使用Monit部署服务器监控系统

Monit安装与配置
一、简介
Monit是一个在类unix平台下用于监视进程、文件、目录和设备的软件,可以修复停止运作或运作异常的程序,适合处理那些由于多种原因导致的软件错误。

https://mmonit.com/monit/dist/

http://www.open-open.com/lib/view/open1433139672385.html

二、安装
假定下面的安装和配置均在root身份下进行。
安装很简单,下载monit的源代码(现在最新版本是 monit-5.23.0)monit- monit-5.23.0.tar.gz,将其放到适合的目录中,然后解压,configure(默认设置即可),make,make install 。具体在终端中使用如下命令:

yum install pam-devel

wget https://mmonit.com/monit/dist/monit-5.23.0.tar.gz
tar –xzf monit- monit-5.23.0.tar.gz
cd monit-4.10.1
./configure
make
make install

cp monitrc /etc/monitrc

很快就可以安装完毕。










set daemon  60
set logfile /var/log/monit.log
set idfile /var/monit/id
set mail-format {from:[email protected]}
set mailserver localhost
set alert [email protected]
set statefile /var/monit/state
set httpd port 2812 and
    use address 117.27.152.126  # only accept connection from localhos
    allow localhost        # allow localhost to connect to the server and
    allow admin:monit      # require user 'admin' with password 'monit'
    allow @monit           # allow users of group 'monit' to connect (rw)
    allow @users readonly  # allow users of group 'users' to connect readonly
include /etc/monit.d/*
check system 127.0.0.1
    if loadavg (1min) > 4 then alert
    if loadavg (5min) > 2 then alert
    if memory usage > 75% then alert
    if cpu usage (user) > 70% then alert
    if cpu usage (system) > 30% then alert
    if cpu usage (wait) > 20% then alert
check process tomcat with pidfile  /home/yojee/tomcat/logs/yojee.pid
    stop program  = "/home/yojee/tomcat/bin/shutdown.sh"
    start program = "/home/yojee/tomcat/bin/startup.sh"

> 数据部分
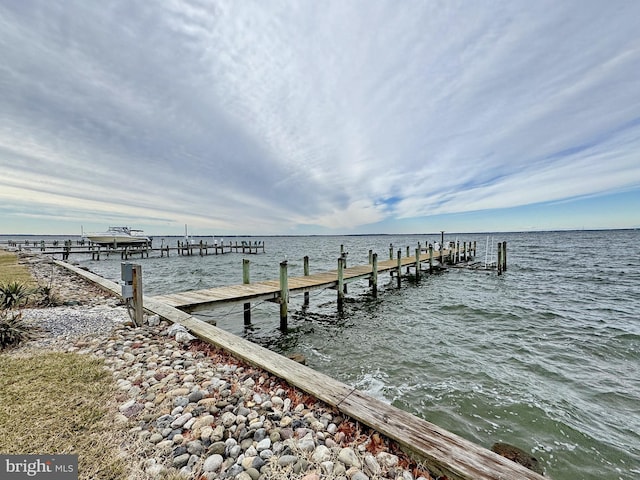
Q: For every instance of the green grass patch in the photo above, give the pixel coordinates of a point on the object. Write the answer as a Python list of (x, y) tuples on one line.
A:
[(56, 403), (12, 271)]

> 任务要求
请一字不差地摘录上方Monit部署文章中从"set daemon  60"往下直到"to connect (rw)"的全部文字。

> 参考答案
set daemon  60
set logfile /var/log/monit.log
set idfile /var/monit/id
set mail-format {from:[email protected]}
set mailserver localhost
set alert [email protected]
set statefile /var/monit/state
set httpd port 2812 and
    use address 117.27.152.126  # only accept connection from localhos
    allow localhost        # allow localhost to connect to the server and
    allow admin:monit      # require user 'admin' with password 'monit'
    allow @monit           # allow users of group 'monit' to connect (rw)